──────── Text block ────────
Among all three powders, Mg-Si-Mn-O-400 exhibited the greatest magnesium and manganese ion release capability. Therefore, it was used to prepare magnesium–manganese water, which was subsequently added to potting soil for garlic cultivation. This magnesium–manganese water was prepared by soaking 5 g of Mg-Si-Mn-O-400 powder in 100 mL of distilled water at 60 °C for 1 h, followed by dilution to 1000 mL. Objective findings on the ion transport effect were obtained through an analysis of the potting soil (solution chemistry of soil after immersion,

Table 3. Analysis results of potting soil composition (by ICP) and pH value.

	Na	P	K	Ca	Mg	Fe	Zn	Mn	pH
mg/g	10.2	35.4	158.2	111.7	0.5	1.6	0.8	0.0	7.2

). The results indicated that the potting soil was neutral (pH 7.2) and contained large amounts of potassium and calcium. However, the concentration of magnesium ions was very low (0.5 mg/g), with no manganese detected.

Experimental garlic was grown in the presence of magnesium–manganese water, whereas control garlic was grown in the presence of distilled water. Figure 10 depicts photographs of representative samples obtained from the two groups after harvesting. The results indicated that, compared with the control garlic, the experimental garlic had more roots and cloves. The moisture content of both the wet and dried garlic in the two groups was measured, and the concentrations of allicin and sulfur compounds were examined using LC-MS. The results are presented in

Table 4. Analysis of magnesium and manganese concentrations and composition in garlic.

	Mg Ion (mg/L)	Mn Ion (mg/L)	Allicin Content (mg/g)	Sulfur Compounds (mg/g)	Moisture Content (%)
Magnesium–manganese water–wet garlic	38.22	17.42	12.85	8.53	42.15
Distilled water–wet garlic	1.81	0	10.14	7.34	40.57
Magnesium–manganese water–dried garlic	42.92	11.72	11.40	8.04	26.00
Distilled water–dried garlic	0.46	0	5.70	6.01	24.28

. Both the wet and dried experimental garlic had considerably higher concentrations of magnesium and manganese compared with the control garlic; they also had slightly higher concentrations of allicin and sulfur compounds. Drying did not considerably reduce the concentration of allicin in the experimental garlic. In other words, the concentration of allicin slightly decreased from 12.85 mg/g in the wet garlic to 11.40 mg/g in the dried garlic. Finally, the moisture content of the experimental dried and wet garlic was higher than that of the corresponding control garlic, indicating that the magnesium–manganese garlic had stronger antioxidant properties.
──────── Data supplied ────────
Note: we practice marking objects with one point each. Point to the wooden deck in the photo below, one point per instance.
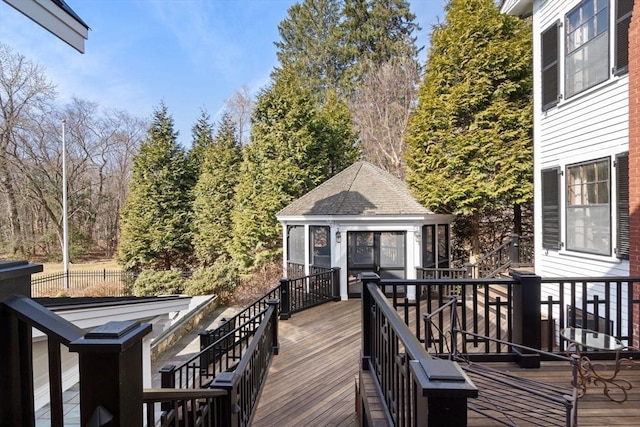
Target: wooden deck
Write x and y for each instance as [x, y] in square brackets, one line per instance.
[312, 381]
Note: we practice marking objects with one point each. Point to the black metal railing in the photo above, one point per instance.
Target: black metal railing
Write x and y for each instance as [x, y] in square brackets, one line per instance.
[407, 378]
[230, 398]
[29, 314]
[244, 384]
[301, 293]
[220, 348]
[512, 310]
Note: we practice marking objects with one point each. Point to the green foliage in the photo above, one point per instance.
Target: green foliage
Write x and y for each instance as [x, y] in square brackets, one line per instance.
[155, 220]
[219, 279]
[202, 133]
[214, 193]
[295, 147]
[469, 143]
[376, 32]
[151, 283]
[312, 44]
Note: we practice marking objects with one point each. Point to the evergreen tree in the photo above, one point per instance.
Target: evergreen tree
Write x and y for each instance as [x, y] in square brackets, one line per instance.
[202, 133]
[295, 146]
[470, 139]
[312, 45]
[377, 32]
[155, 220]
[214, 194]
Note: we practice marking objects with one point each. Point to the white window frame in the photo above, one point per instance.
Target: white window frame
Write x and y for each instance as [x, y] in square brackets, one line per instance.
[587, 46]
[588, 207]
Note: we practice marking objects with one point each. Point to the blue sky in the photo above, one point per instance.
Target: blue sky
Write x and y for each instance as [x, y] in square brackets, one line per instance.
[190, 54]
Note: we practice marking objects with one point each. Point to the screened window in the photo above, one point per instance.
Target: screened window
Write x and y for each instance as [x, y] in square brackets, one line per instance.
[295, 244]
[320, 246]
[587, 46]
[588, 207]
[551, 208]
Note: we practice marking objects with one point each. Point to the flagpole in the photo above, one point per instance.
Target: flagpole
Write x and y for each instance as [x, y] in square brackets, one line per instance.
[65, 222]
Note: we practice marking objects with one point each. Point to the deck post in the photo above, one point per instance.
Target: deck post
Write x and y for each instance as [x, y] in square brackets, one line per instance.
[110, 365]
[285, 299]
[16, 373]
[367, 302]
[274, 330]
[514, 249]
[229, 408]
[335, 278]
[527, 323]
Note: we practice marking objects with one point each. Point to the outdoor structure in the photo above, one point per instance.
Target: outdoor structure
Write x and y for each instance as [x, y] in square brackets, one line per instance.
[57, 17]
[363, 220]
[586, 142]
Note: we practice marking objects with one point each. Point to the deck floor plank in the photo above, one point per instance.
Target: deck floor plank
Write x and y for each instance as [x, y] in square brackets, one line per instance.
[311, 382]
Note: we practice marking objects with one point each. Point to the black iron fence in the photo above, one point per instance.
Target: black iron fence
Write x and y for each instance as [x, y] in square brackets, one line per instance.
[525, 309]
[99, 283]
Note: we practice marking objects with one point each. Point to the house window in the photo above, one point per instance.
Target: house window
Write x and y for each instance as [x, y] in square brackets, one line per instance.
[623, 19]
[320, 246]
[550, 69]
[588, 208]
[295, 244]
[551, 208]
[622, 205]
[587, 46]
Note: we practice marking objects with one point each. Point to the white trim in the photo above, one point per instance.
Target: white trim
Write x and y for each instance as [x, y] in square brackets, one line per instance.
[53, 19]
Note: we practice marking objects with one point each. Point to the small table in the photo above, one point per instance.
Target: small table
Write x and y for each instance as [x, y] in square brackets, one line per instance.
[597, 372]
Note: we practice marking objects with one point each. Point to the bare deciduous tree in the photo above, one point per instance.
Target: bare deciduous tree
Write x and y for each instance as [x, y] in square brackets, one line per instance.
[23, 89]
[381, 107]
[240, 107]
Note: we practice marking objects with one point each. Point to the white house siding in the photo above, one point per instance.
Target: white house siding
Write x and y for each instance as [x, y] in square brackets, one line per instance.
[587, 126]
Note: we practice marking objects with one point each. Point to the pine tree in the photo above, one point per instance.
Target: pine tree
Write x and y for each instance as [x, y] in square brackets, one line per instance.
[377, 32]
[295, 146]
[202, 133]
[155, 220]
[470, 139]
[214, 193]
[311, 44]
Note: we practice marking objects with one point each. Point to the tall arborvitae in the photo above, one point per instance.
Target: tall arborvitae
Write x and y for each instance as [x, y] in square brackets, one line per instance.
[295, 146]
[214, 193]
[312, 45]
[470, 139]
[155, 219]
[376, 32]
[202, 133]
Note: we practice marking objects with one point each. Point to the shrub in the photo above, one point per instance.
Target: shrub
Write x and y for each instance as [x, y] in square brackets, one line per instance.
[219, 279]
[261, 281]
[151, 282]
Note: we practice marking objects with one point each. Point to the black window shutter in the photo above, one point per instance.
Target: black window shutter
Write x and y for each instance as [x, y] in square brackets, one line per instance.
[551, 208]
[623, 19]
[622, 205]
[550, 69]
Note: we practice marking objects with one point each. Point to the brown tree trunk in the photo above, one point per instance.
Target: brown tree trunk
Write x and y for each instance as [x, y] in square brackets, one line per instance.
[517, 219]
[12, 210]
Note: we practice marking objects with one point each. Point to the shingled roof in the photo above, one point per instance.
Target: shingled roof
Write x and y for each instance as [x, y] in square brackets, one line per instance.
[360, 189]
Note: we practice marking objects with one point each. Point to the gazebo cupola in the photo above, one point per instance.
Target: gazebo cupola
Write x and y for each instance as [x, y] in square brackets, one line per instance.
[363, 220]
────────
──────── Data supplied ────────
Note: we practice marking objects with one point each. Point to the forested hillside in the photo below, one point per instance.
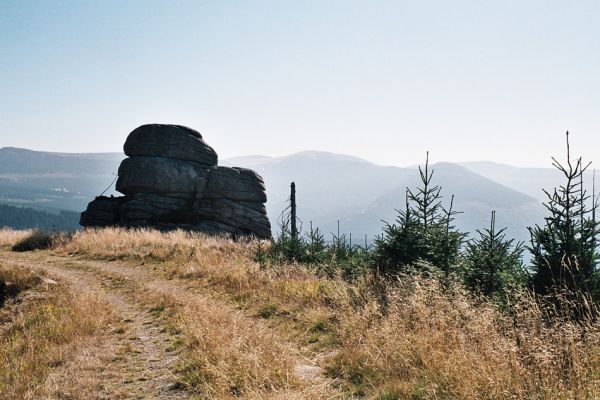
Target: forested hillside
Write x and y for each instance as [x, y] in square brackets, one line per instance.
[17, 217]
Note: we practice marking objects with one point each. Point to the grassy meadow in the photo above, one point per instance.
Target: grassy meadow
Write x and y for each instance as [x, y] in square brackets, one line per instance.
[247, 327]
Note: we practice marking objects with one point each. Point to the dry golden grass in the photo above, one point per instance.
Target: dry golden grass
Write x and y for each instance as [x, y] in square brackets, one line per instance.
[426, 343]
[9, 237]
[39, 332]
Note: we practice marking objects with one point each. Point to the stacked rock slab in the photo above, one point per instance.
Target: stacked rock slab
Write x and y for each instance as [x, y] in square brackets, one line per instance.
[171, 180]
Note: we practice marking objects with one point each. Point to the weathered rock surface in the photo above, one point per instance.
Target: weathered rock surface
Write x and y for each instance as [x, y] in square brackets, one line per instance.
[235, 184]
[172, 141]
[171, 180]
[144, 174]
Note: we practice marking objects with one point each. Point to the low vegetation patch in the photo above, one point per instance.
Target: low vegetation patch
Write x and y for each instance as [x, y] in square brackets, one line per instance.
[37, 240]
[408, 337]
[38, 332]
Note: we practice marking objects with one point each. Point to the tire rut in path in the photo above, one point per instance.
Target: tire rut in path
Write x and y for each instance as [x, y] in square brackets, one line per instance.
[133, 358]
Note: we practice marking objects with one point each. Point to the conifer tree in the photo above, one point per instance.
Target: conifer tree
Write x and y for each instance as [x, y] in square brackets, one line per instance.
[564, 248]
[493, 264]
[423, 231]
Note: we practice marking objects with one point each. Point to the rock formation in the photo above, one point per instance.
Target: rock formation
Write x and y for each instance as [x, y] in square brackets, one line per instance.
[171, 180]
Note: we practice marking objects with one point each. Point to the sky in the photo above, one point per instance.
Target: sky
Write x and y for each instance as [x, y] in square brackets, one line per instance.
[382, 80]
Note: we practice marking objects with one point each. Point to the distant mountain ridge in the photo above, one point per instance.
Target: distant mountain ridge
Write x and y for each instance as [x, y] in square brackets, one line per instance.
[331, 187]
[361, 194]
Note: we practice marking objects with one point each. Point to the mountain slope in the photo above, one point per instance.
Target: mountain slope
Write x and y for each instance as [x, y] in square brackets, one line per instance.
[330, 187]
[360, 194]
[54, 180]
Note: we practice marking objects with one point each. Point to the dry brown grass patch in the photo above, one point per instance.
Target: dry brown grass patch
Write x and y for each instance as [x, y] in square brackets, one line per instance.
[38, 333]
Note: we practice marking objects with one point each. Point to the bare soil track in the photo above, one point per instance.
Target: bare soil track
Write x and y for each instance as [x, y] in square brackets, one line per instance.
────────
──────── Data supplied ────────
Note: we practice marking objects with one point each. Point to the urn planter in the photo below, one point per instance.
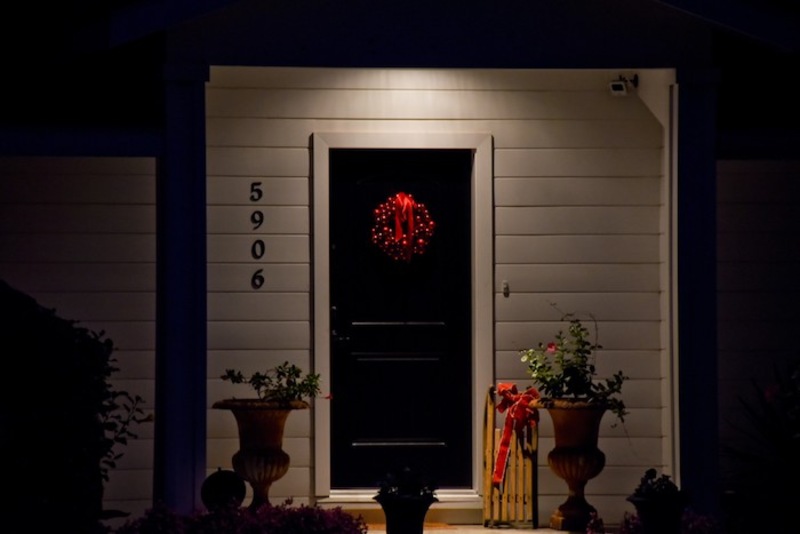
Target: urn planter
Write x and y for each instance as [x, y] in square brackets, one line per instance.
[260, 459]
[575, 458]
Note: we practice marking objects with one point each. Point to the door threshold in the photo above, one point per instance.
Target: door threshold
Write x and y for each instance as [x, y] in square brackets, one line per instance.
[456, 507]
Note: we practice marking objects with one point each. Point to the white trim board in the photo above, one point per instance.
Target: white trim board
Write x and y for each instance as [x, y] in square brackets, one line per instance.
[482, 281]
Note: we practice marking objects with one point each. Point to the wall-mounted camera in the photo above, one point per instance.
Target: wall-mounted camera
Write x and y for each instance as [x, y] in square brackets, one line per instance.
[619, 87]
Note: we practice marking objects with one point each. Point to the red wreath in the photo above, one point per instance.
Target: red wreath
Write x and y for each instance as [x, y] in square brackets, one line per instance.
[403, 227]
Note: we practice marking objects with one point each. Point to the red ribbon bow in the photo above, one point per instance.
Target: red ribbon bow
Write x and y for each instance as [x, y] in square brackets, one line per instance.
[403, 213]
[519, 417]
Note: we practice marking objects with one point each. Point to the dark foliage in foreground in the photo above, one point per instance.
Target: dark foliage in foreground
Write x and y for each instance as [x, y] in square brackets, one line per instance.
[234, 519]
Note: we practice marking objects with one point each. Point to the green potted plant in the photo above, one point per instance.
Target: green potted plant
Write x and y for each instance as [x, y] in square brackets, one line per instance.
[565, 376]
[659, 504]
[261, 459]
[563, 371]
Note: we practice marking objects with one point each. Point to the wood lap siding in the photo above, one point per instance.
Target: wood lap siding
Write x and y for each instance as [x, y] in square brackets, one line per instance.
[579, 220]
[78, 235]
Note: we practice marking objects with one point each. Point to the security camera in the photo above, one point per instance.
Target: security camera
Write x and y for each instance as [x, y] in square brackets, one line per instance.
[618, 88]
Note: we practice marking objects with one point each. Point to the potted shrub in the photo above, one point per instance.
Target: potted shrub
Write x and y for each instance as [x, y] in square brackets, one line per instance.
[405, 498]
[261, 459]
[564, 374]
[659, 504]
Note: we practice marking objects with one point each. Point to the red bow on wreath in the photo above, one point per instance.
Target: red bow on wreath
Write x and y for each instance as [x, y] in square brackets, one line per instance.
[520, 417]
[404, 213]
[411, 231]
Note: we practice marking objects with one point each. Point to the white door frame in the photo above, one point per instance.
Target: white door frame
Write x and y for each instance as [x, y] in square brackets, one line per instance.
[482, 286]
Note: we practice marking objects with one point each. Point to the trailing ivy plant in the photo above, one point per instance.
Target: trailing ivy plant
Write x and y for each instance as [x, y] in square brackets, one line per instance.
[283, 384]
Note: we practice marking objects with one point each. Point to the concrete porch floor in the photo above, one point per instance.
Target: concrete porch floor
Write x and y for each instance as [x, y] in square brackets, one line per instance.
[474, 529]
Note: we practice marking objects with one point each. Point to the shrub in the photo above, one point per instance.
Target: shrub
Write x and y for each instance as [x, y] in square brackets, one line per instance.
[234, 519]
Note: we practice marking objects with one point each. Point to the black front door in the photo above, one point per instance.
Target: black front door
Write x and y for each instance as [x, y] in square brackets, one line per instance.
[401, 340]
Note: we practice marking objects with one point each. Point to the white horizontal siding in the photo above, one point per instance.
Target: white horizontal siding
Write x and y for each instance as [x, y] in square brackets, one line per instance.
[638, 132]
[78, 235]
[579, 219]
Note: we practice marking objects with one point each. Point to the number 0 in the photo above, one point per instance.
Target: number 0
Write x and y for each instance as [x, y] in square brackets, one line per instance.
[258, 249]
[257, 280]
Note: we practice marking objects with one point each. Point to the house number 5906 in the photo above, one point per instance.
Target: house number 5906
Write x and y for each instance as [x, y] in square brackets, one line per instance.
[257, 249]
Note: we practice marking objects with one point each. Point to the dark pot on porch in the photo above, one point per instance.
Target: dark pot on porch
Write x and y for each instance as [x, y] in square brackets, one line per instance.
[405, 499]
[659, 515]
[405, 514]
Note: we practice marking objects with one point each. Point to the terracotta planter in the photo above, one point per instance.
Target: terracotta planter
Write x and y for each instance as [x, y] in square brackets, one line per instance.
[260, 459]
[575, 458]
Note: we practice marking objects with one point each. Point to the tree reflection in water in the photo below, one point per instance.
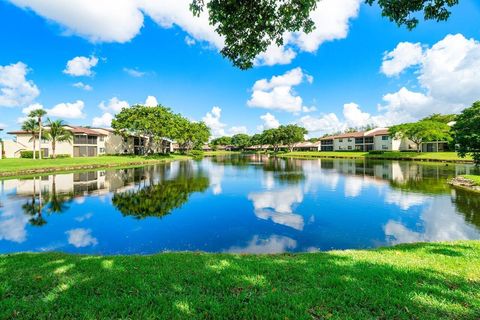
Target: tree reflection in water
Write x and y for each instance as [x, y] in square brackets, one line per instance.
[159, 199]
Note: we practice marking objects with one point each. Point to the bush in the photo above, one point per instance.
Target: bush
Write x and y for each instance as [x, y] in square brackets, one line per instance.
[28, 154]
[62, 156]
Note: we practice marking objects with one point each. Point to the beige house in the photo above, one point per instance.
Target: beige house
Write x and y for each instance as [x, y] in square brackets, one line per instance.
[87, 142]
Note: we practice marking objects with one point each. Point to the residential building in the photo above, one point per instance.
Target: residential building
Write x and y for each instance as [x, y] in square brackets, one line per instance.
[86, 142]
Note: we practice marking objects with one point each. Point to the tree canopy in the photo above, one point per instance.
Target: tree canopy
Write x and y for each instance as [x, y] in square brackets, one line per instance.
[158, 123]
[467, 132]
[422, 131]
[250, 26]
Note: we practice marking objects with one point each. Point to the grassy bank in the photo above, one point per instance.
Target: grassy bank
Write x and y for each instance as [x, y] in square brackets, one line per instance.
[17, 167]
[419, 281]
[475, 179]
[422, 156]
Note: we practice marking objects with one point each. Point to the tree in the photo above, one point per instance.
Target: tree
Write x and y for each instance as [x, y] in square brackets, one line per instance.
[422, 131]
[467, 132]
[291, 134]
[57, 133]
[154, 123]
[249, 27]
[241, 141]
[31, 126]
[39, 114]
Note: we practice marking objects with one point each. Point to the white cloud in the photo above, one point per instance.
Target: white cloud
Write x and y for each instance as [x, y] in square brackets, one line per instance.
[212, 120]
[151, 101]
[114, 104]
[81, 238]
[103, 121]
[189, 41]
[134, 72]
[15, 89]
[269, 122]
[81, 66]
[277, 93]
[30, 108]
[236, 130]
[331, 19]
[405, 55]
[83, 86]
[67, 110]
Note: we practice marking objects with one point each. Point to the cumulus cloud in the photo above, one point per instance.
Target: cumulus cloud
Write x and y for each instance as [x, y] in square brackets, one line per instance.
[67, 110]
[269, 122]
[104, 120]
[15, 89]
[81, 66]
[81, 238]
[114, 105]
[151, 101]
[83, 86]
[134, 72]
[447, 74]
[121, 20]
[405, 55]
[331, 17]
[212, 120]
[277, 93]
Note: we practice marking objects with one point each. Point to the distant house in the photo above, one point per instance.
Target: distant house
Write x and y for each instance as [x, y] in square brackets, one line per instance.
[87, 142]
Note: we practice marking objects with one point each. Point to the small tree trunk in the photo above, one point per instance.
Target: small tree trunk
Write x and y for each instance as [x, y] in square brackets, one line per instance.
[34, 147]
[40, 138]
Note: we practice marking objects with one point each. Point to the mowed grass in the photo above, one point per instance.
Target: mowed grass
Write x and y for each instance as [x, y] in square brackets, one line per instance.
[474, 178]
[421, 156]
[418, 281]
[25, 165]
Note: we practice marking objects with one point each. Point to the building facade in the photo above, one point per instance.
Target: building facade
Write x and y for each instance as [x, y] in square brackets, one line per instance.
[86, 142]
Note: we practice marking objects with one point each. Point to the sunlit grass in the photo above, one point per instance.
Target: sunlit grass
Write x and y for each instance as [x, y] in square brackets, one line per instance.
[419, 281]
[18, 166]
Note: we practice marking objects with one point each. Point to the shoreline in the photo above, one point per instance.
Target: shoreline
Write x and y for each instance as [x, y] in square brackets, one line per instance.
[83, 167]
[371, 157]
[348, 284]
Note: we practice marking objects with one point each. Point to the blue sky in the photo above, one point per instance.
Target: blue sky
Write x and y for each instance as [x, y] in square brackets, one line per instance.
────────
> _What needs to be done_:
Continue the passage on garlic grown with magnesium–manganese water, picking up after its final sentence.

> _Task response_:
4. Conclusions and Future Prospects

In this study, natural serpentinite was ground into a powder form and used to prepare natural magnesium–manganese ion water. This water was used to cultivate magnesium–manganese garlic, which has many health benefits. Additionally, the growth characteristics of this garlic were investigated. A heat-based surface modification was applied to enhance the crystallinity and ion release capability of the magnesium–manganese powder. The results indicated that the Mg-Si-Mn-O-400 powder retained its layered structure and had a high specific surface area, resulting in an excellent magnesium and manganese ion release capability. Compared with garlic grown in the presence of distilled water, garlic grown in the presence of magnesium–manganese ion water had stronger antioxidant properties and higher concentrations of allicin and sulfur compounds. This fortified garlic variant can be used as a dietary supplement to boost immunity and prevent diseases.

This study spans multiple fields, including mineral resource management, powder material engineering, agriculture, and biotechnology. It introduces a novel cultivation technique for magnesium–manganese-enriched garlic with anticancer properties. A certification for a trademark of magnesium-enriched agricultural products and a patent for magnesium–manganese ion water have already been obtained. In the future, this garlic fortification technique can be extended to garlic vinegar to enhance its accessibility and enable more people to enjoy its health benefits.